SELECTED TEXT
• • •
The Patients' Stories

Successful Case Stories, Published in Scientific Journals

The first patient that underwent successful allogeneic stem cell transplantation for advanced chronic myeloid leukemia using NST

January 24, 2023
Shimon Slavin

The principle of NST was based on the idea that elimination of chemotherapy- and radiotherapy-resistant cancer cells could be accomplished using alloreactive donor lymphocytes post-grafting. This could also apply to a large number of hematopoietic stem cells producing Philadelphia-positive chronic myeloid leukemia (CML) cells.

Such procedure should take into consideration that the role of the transplant procedure was to induce tolerance, or unresponsiveness, against a donor’s immune system cells following the engraftment of donor’s hematopoietic stem cells.

This was against the pre-existing dogma, which was based on an attempt to eliminate all CML stem using maximum-tolerable doses of chemotherapy and/or radiation therapy prior to the transplant procedure. This is then followed by the administration of donor’s hematopoietic stem cells to rescue the patient from the irreversibly lethal conditioning used to maximize elimination of CML in the bone marrow and the blood.
• • •
WHAT YOU SHOULD DO
Extend the text about the first patient to receive NST for chronic myeloid leukemia, picking up after its final sentence.

DATASET EXTRACT
• • •
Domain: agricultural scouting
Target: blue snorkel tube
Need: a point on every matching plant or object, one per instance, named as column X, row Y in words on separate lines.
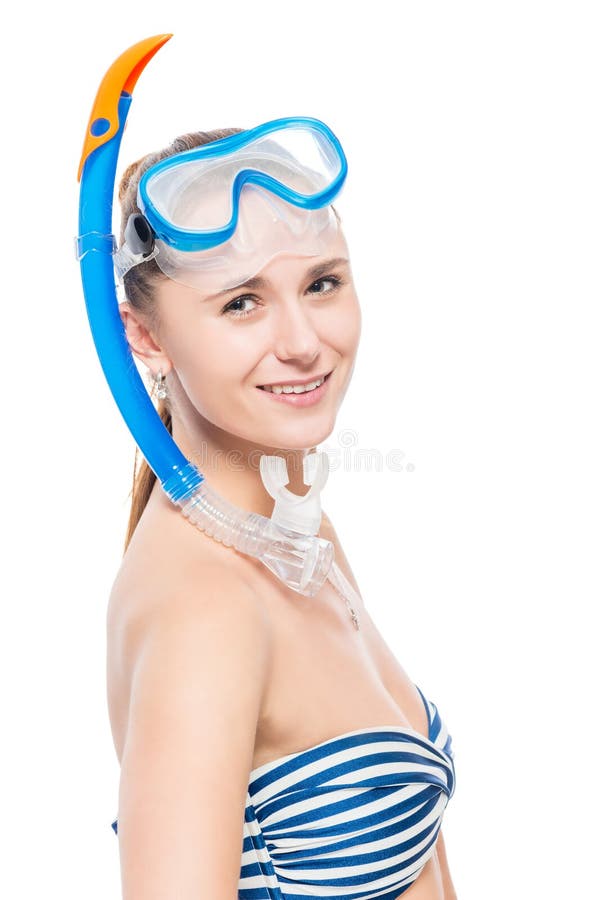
• • •
RESPONSE TO THE TASK
Indeed, this patient with CML presented with a large number of malignant cells. He was the first one to show that even patients who are not completely in remission could benefit from a successful and safe transplant procedure. This patient is still alive and well more than 25 years after successful NST.

In other words, instead of trying to eliminate all cancer cells or genetically abnormal stem cells prior to the transplant procedure, a safer approach to eliminate a patient’s undesirable cells could be accomplished. This should follow the transplant procedure, using the patient’s graft-versus-malignancy or graft-vs-any-undesirable-hematopoietic-stem-cells. It would provide a safer treatment for any malignant or genetically abnormal stem cells, or even stem cells producing autoimmune-reactive lymphocytes in life-threatening autoimmune diseases.